* start TASK MATERIAL *

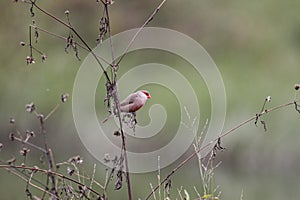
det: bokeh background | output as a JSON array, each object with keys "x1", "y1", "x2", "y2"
[{"x1": 0, "y1": 0, "x2": 300, "y2": 200}]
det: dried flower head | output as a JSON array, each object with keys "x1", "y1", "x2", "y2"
[
  {"x1": 61, "y1": 93, "x2": 69, "y2": 103},
  {"x1": 67, "y1": 167, "x2": 75, "y2": 176},
  {"x1": 6, "y1": 156, "x2": 17, "y2": 165},
  {"x1": 20, "y1": 41, "x2": 26, "y2": 47},
  {"x1": 20, "y1": 147, "x2": 30, "y2": 156},
  {"x1": 114, "y1": 131, "x2": 121, "y2": 137},
  {"x1": 65, "y1": 10, "x2": 70, "y2": 15},
  {"x1": 26, "y1": 56, "x2": 35, "y2": 65},
  {"x1": 25, "y1": 102, "x2": 35, "y2": 113},
  {"x1": 41, "y1": 53, "x2": 47, "y2": 61},
  {"x1": 68, "y1": 156, "x2": 83, "y2": 164},
  {"x1": 26, "y1": 130, "x2": 35, "y2": 137},
  {"x1": 103, "y1": 153, "x2": 111, "y2": 163},
  {"x1": 8, "y1": 133, "x2": 15, "y2": 141}
]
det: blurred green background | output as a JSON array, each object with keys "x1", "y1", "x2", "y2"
[{"x1": 0, "y1": 0, "x2": 300, "y2": 200}]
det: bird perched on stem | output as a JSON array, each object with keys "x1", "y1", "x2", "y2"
[{"x1": 103, "y1": 90, "x2": 151, "y2": 123}]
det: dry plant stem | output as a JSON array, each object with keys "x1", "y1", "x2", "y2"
[
  {"x1": 0, "y1": 165, "x2": 100, "y2": 197},
  {"x1": 30, "y1": 0, "x2": 111, "y2": 82},
  {"x1": 115, "y1": 0, "x2": 167, "y2": 66},
  {"x1": 29, "y1": 25, "x2": 113, "y2": 67},
  {"x1": 38, "y1": 115, "x2": 58, "y2": 196},
  {"x1": 146, "y1": 100, "x2": 299, "y2": 200}
]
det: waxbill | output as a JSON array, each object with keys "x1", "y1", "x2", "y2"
[{"x1": 103, "y1": 90, "x2": 151, "y2": 123}]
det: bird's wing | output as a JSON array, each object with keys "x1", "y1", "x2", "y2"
[{"x1": 120, "y1": 93, "x2": 137, "y2": 106}]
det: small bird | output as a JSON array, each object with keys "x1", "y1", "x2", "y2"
[
  {"x1": 102, "y1": 90, "x2": 151, "y2": 123},
  {"x1": 120, "y1": 90, "x2": 151, "y2": 113}
]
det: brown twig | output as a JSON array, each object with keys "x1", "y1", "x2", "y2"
[
  {"x1": 146, "y1": 100, "x2": 299, "y2": 200},
  {"x1": 30, "y1": 0, "x2": 111, "y2": 82},
  {"x1": 115, "y1": 0, "x2": 167, "y2": 66}
]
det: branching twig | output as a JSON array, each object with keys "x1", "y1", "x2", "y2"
[
  {"x1": 0, "y1": 165, "x2": 100, "y2": 197},
  {"x1": 115, "y1": 0, "x2": 167, "y2": 66}
]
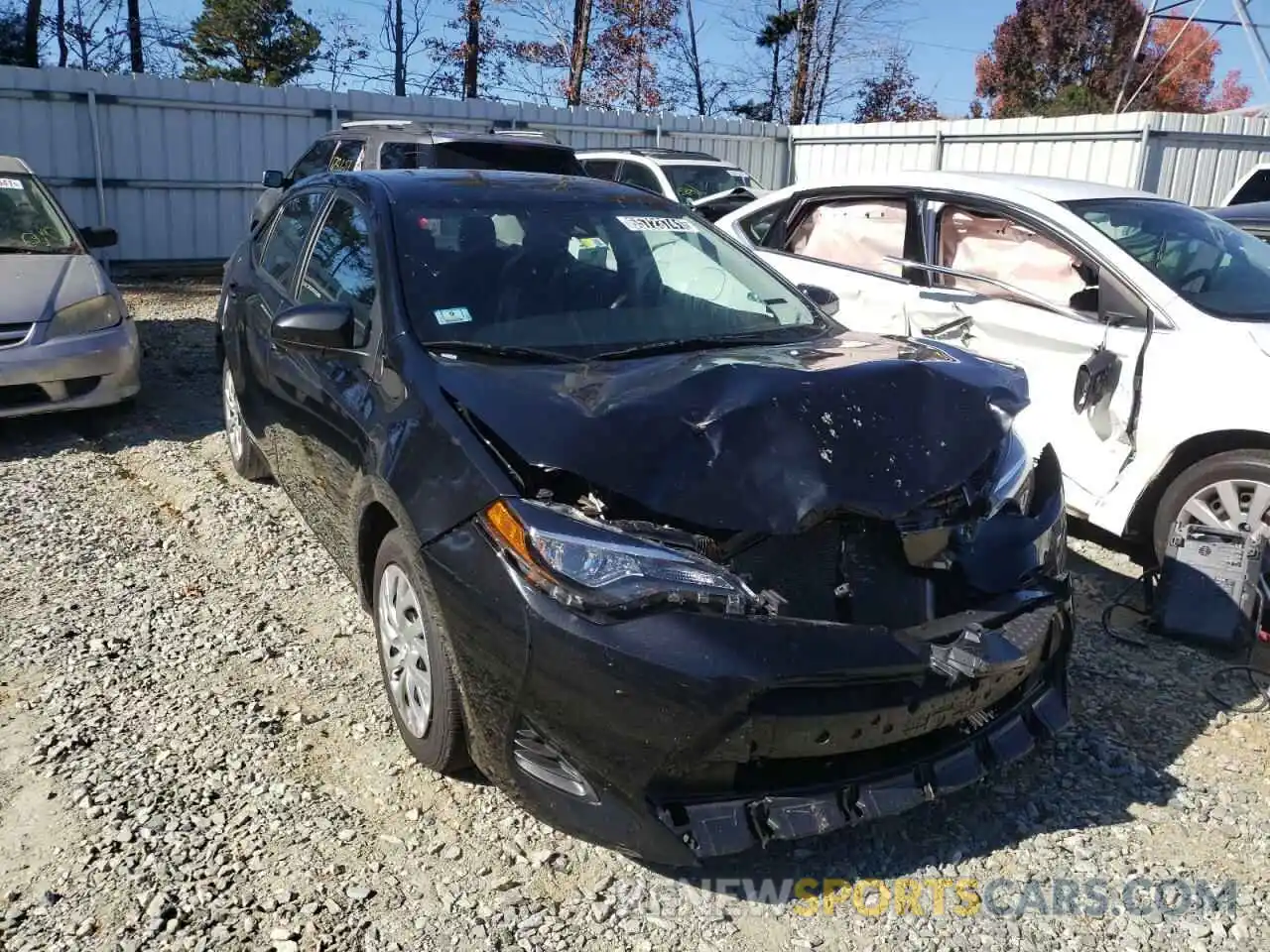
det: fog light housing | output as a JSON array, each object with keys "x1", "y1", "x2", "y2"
[{"x1": 512, "y1": 721, "x2": 599, "y2": 803}]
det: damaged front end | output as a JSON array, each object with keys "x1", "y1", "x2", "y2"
[
  {"x1": 432, "y1": 340, "x2": 1072, "y2": 865},
  {"x1": 481, "y1": 439, "x2": 1071, "y2": 860}
]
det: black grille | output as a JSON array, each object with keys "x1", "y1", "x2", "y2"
[
  {"x1": 0, "y1": 321, "x2": 31, "y2": 346},
  {"x1": 0, "y1": 384, "x2": 49, "y2": 410},
  {"x1": 731, "y1": 522, "x2": 842, "y2": 621},
  {"x1": 64, "y1": 377, "x2": 101, "y2": 400},
  {"x1": 731, "y1": 517, "x2": 936, "y2": 629}
]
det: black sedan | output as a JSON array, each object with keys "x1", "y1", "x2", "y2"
[{"x1": 219, "y1": 172, "x2": 1072, "y2": 866}]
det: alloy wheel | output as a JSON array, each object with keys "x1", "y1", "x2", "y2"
[{"x1": 376, "y1": 565, "x2": 432, "y2": 738}]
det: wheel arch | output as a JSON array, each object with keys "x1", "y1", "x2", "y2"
[
  {"x1": 353, "y1": 480, "x2": 416, "y2": 611},
  {"x1": 1124, "y1": 430, "x2": 1270, "y2": 545}
]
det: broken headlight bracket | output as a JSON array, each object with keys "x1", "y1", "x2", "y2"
[{"x1": 930, "y1": 625, "x2": 1028, "y2": 684}]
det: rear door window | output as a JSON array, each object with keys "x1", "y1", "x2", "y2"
[
  {"x1": 290, "y1": 139, "x2": 335, "y2": 181},
  {"x1": 380, "y1": 142, "x2": 432, "y2": 169},
  {"x1": 260, "y1": 191, "x2": 326, "y2": 295},
  {"x1": 296, "y1": 196, "x2": 376, "y2": 346},
  {"x1": 581, "y1": 159, "x2": 617, "y2": 181},
  {"x1": 936, "y1": 204, "x2": 1091, "y2": 313},
  {"x1": 1230, "y1": 169, "x2": 1270, "y2": 204},
  {"x1": 787, "y1": 198, "x2": 908, "y2": 278},
  {"x1": 617, "y1": 160, "x2": 662, "y2": 195}
]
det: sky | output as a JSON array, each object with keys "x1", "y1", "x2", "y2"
[{"x1": 159, "y1": 0, "x2": 1270, "y2": 115}]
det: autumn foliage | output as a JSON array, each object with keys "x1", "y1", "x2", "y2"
[{"x1": 974, "y1": 0, "x2": 1250, "y2": 118}]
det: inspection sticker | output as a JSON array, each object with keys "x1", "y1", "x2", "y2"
[
  {"x1": 617, "y1": 214, "x2": 696, "y2": 234},
  {"x1": 432, "y1": 307, "x2": 472, "y2": 323}
]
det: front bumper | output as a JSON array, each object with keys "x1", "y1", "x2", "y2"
[
  {"x1": 0, "y1": 317, "x2": 141, "y2": 418},
  {"x1": 426, "y1": 530, "x2": 1072, "y2": 867}
]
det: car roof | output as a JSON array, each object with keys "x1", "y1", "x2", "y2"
[
  {"x1": 321, "y1": 119, "x2": 569, "y2": 150},
  {"x1": 0, "y1": 155, "x2": 36, "y2": 176},
  {"x1": 1204, "y1": 202, "x2": 1270, "y2": 222},
  {"x1": 804, "y1": 169, "x2": 1171, "y2": 202},
  {"x1": 334, "y1": 169, "x2": 684, "y2": 204},
  {"x1": 577, "y1": 146, "x2": 729, "y2": 165}
]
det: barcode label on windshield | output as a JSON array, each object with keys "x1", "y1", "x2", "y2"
[{"x1": 617, "y1": 214, "x2": 696, "y2": 234}]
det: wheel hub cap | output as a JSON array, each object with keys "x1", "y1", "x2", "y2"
[
  {"x1": 221, "y1": 367, "x2": 245, "y2": 459},
  {"x1": 1179, "y1": 480, "x2": 1270, "y2": 538},
  {"x1": 376, "y1": 565, "x2": 432, "y2": 738}
]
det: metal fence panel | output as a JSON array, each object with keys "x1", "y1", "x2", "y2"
[
  {"x1": 790, "y1": 113, "x2": 1270, "y2": 207},
  {"x1": 0, "y1": 66, "x2": 790, "y2": 263}
]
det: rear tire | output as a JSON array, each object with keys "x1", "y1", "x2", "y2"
[
  {"x1": 221, "y1": 361, "x2": 269, "y2": 482},
  {"x1": 371, "y1": 530, "x2": 471, "y2": 775},
  {"x1": 1152, "y1": 449, "x2": 1270, "y2": 562}
]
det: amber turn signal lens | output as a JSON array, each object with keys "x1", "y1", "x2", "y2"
[{"x1": 485, "y1": 499, "x2": 534, "y2": 565}]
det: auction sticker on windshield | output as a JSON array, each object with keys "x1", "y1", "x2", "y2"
[
  {"x1": 432, "y1": 307, "x2": 472, "y2": 323},
  {"x1": 617, "y1": 214, "x2": 696, "y2": 232}
]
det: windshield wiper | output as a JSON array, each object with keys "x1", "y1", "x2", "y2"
[
  {"x1": 425, "y1": 340, "x2": 579, "y2": 363},
  {"x1": 586, "y1": 323, "x2": 825, "y2": 361}
]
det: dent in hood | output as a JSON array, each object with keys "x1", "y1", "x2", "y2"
[
  {"x1": 0, "y1": 254, "x2": 109, "y2": 323},
  {"x1": 439, "y1": 334, "x2": 1028, "y2": 535}
]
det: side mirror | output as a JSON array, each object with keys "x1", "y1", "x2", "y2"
[
  {"x1": 78, "y1": 228, "x2": 119, "y2": 248},
  {"x1": 798, "y1": 285, "x2": 838, "y2": 317},
  {"x1": 269, "y1": 300, "x2": 353, "y2": 350},
  {"x1": 1098, "y1": 269, "x2": 1151, "y2": 327}
]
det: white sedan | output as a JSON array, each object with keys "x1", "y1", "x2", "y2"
[{"x1": 717, "y1": 172, "x2": 1270, "y2": 558}]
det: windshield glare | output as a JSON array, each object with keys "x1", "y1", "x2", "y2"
[
  {"x1": 395, "y1": 195, "x2": 830, "y2": 357},
  {"x1": 662, "y1": 165, "x2": 758, "y2": 202},
  {"x1": 0, "y1": 173, "x2": 76, "y2": 253},
  {"x1": 1068, "y1": 198, "x2": 1270, "y2": 321}
]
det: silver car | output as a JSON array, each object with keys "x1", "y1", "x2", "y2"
[{"x1": 0, "y1": 156, "x2": 141, "y2": 417}]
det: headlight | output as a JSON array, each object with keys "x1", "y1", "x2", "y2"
[
  {"x1": 988, "y1": 430, "x2": 1035, "y2": 516},
  {"x1": 46, "y1": 295, "x2": 123, "y2": 337},
  {"x1": 481, "y1": 499, "x2": 756, "y2": 613}
]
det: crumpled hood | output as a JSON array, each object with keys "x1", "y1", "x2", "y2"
[
  {"x1": 439, "y1": 332, "x2": 1028, "y2": 534},
  {"x1": 0, "y1": 254, "x2": 107, "y2": 323}
]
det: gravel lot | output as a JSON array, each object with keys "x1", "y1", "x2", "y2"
[{"x1": 0, "y1": 290, "x2": 1270, "y2": 952}]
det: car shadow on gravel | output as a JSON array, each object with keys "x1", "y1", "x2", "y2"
[
  {"x1": 0, "y1": 317, "x2": 222, "y2": 462},
  {"x1": 650, "y1": 551, "x2": 1255, "y2": 902}
]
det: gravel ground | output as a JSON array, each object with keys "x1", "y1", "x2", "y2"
[{"x1": 0, "y1": 290, "x2": 1270, "y2": 952}]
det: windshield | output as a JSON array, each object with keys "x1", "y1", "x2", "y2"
[
  {"x1": 1067, "y1": 198, "x2": 1270, "y2": 321},
  {"x1": 394, "y1": 191, "x2": 831, "y2": 358},
  {"x1": 662, "y1": 165, "x2": 759, "y2": 202},
  {"x1": 0, "y1": 173, "x2": 78, "y2": 254}
]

* end TASK MATERIAL *

PROBLEM REQUIREMENTS: Your task is to output exactly the lines running from the one with "det: crumpled hood" through the final line of the material above, with both ends included.

SOLUTION TO THIS EXERCISE:
det: crumpled hood | output as a JSON array, each object with keys "x1", "y1", "x2", "y2"
[
  {"x1": 439, "y1": 332, "x2": 1028, "y2": 534},
  {"x1": 0, "y1": 254, "x2": 107, "y2": 323}
]
det: gravel lot | output as a JSON array, each object with keys "x1", "y1", "x2", "y2"
[{"x1": 0, "y1": 290, "x2": 1270, "y2": 952}]
det: car shadow on gravel | output as a JSON array, each object with keys "x1", "y1", "x2", "y2"
[
  {"x1": 0, "y1": 317, "x2": 222, "y2": 462},
  {"x1": 650, "y1": 551, "x2": 1255, "y2": 902}
]
det: gravel ground | output as a JSON array, each object with keys "x1", "y1", "x2", "y2"
[{"x1": 0, "y1": 290, "x2": 1270, "y2": 952}]
det: windshield | output as a JSON array, each object with keys "x1", "y1", "x2", "y2"
[
  {"x1": 1067, "y1": 198, "x2": 1270, "y2": 321},
  {"x1": 394, "y1": 191, "x2": 831, "y2": 358},
  {"x1": 662, "y1": 165, "x2": 759, "y2": 202},
  {"x1": 0, "y1": 173, "x2": 78, "y2": 254}
]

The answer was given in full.